(Point labeling entries)
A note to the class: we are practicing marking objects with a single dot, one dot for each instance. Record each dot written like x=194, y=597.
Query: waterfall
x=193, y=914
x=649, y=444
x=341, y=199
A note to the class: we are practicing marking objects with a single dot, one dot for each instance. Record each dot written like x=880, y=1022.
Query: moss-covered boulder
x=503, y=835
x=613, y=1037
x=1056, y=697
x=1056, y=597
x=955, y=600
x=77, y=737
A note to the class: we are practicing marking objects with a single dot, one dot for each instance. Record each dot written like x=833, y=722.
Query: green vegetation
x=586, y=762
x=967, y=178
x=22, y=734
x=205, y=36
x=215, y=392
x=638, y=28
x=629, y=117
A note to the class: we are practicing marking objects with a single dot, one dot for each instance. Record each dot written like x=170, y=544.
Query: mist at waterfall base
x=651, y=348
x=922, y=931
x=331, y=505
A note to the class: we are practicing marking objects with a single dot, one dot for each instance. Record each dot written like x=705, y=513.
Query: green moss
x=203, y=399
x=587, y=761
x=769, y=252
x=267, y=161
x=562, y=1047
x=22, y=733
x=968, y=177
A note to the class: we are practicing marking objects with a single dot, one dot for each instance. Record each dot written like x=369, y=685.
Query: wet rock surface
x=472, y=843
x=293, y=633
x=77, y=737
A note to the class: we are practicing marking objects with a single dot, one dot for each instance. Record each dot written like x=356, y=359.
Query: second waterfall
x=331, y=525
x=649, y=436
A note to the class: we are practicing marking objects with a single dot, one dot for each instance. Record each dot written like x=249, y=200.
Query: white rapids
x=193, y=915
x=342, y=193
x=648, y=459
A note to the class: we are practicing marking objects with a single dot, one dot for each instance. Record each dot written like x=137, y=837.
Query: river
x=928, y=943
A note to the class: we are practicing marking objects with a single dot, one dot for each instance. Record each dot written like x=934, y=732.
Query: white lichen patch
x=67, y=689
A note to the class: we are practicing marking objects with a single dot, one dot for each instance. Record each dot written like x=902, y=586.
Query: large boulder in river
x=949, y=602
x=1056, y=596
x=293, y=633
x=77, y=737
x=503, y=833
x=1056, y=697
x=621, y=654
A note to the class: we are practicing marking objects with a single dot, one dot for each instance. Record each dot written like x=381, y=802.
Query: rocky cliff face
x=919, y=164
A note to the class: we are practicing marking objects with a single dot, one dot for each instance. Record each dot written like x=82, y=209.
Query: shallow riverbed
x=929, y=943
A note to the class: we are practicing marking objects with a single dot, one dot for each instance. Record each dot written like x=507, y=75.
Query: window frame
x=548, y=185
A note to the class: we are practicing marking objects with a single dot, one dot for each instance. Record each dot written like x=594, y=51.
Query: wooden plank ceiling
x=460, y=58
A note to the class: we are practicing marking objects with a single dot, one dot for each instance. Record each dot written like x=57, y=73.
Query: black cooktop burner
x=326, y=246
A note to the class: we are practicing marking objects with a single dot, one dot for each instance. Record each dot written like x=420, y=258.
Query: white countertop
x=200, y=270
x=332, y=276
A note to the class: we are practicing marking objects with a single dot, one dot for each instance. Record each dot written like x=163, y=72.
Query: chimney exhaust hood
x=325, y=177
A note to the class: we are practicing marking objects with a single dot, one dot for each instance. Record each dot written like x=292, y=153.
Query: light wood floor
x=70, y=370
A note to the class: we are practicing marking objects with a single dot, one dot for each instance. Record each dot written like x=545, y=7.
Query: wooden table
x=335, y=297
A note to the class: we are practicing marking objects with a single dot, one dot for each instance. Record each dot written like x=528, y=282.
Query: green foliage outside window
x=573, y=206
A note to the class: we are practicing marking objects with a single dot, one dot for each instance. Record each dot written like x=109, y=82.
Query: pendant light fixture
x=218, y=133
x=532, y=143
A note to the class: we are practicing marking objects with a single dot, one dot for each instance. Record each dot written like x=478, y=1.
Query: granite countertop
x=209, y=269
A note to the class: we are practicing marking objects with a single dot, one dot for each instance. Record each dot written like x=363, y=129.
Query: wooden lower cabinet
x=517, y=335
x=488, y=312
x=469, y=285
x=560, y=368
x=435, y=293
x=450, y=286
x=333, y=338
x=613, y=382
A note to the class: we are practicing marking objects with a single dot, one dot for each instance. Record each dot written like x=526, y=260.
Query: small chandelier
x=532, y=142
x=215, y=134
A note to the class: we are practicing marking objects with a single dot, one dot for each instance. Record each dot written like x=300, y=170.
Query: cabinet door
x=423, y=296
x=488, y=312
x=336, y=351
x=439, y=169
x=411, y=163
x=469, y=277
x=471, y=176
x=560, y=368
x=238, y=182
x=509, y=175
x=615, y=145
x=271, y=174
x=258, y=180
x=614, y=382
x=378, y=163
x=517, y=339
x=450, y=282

» **Exercise task**:
Output the lines from the line with "like x=545, y=7." up to and including the line with "x=532, y=143" as a Markdown table with columns Row and Line, numbering each row and leaving out blank lines.

» **Full answer**:
| Row | Line |
|---|---|
| 1 | A note to the class: we are practicing marking objects with a single dot, one dot for each instance. Record each dot written like x=545, y=7. |
| 2 | Query: wooden table |
| 3 | x=335, y=297 |
| 4 | A note to the class: we are practicing marking objects with a single dot, one dot for each instance. Record each dot written like x=528, y=282. |
| 5 | Query: green foliage outside window |
| 6 | x=573, y=206 |
| 7 | A note to the class: we are practicing marking objects with a single dot, one dot for each instance. Record each dot written like x=109, y=82. |
| 8 | Query: pendant light fixture |
| 9 | x=218, y=133 |
| 10 | x=532, y=143 |